==== RECORDS PROVIDED ====
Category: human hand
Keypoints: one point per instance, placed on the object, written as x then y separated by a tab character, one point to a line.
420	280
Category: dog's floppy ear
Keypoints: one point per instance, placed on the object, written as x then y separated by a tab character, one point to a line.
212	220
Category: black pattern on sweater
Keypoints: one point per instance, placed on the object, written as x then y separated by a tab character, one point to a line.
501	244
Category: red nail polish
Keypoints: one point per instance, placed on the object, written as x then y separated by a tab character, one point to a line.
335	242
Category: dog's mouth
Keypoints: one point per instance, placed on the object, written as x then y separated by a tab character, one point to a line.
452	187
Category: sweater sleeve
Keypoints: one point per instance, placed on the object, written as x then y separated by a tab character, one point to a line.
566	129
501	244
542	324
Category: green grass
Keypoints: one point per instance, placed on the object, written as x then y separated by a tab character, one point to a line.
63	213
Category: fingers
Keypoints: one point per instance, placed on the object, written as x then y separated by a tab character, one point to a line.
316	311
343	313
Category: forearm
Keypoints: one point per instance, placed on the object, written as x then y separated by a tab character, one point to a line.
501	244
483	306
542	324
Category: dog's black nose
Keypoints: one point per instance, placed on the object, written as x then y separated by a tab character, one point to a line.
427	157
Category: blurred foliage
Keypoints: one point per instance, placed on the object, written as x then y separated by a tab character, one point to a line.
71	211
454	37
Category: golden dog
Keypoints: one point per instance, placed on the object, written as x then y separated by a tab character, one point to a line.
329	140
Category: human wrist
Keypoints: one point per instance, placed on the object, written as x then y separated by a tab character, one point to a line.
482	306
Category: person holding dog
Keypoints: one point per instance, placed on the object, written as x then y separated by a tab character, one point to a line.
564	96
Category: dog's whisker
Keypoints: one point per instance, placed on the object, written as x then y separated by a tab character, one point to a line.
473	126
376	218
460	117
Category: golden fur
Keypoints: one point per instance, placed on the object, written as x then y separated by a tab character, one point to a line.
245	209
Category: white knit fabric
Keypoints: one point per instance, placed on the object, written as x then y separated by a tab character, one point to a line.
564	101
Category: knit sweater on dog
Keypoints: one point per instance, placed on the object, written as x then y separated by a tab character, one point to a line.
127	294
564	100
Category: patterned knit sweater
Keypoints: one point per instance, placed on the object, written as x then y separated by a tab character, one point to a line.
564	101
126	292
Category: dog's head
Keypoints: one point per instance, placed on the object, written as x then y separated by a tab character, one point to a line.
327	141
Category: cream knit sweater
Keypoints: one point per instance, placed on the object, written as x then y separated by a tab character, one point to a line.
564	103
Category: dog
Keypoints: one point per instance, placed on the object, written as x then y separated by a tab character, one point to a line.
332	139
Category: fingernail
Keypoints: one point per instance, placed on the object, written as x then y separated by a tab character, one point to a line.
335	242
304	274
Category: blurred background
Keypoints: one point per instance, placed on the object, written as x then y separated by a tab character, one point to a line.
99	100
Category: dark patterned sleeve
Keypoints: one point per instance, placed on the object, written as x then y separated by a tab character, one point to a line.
====
## BRIEF
Give every line of the material again, exactly as it reads.

## OUTPUT FOR THIS EXERCISE
Category: human hand
Keypoints: one point per instance, placed on the object, written as x then y separated by a tab character, one point to a line.
420	280
Category: dog's floppy ear
Keypoints: one point per instance, placed on the object, written as x then y separated by a tab character, one point to a line.
212	220
Category: black pattern on sweater
Keypoints: one point per instance, placed on the object, written as x then y separated by a tab character, one point to a line.
501	244
Category: red nail polish
Keypoints: one point per instance, placed on the object, written as x then y separated by a tab character, one point to a line.
335	242
Category: dog's mouth
Keypoints: one point per instance, placed on the object, written as x then y separated by a tab character, one point to a line.
452	187
Category: sweater sleeve
Keypoints: one point per instance, placed on the object, written as x then y separated by a tab character, one point to a line.
566	129
501	244
542	324
Category: green grass
Keypoints: one point per instance, placed on the object, written as x then y separated by a tab character, one point to a line.
63	213
Category: fingers
Keypoints: one point per instance, placed on the object, written as x then y separated by a tab character, one point to a line.
316	311
343	313
Category: forearm
Keypoints: one point per instance, placed on the object, written as x then y separated by a tab character, one point to a line.
501	244
483	306
542	324
Category: dog's black nose
Keypoints: one point per instance, placed on the object, written as x then y separated by a tab character, one point to a line.
427	157
Category: blurred foliage
Keypoints: one point per instance, placed on the object, written as x then y separated by a tab character, one point to a line.
71	211
454	37
Category: golden dog
Keypoints: one point per instance, placed on the object, written as x then y separated by a tab character, one point to a line.
329	140
Category: human wrist
Keypoints: one point per instance, placed on the object, written as x then y separated by a tab character, one point to a line.
482	306
Category: person holding dog
Keypoints: one point per instance, placed on the object, written as x then y separated by a tab character, one point to a line.
564	96
Category: dog's whisker
Keypoints: one point per instance, placed on the object, written as x then y separated by a tab character, one point to a line.
473	126
376	218
460	117
Category: golden fur
Keypoints: one point per instance, placed on the object, written as x then y separated by a tab character, one point to a line.
245	209
Category: white knit fabric
Keypoints: one point per instance, placed on the object, written as x then y separated by a tab character, one point to a line.
564	101
Category: knit sweater on dog
Keypoints: one point per instance, placed on the object, written as x then y separated by a tab character, one point to a line.
127	294
564	100
Category: patterned knit sweater
Keypoints: one point per instance, placed on the object, written as x then y separated by a tab character, one point to a line.
564	101
126	292
Category: dog's head
Keypoints: one point per instance, placed on the object, written as x then y separated by a tab character, one point to a line.
327	141
Category: cream knit sweater
Keypoints: one point per instance, placed on the object, written as x then y separated by a tab character, one point to a line.
564	103
Category: dog
Keypoints: one point per instance, placed on the object, written as x then y separated by a tab character, one point to a line.
332	139
Category: fingernail
Keypoints: one point per instance, placed on the object, written as x then y separated by a tab character, one point to a line.
335	242
304	274
Category: blurred background
Keypoints: one point per instance, placed on the object, written as x then y separated by a tab character, one point to a line.
99	100
Category: dark patterned sleeve
Keypoints: one point per instance, placed on the object, written as x then y separated by a tab character, one point to a line.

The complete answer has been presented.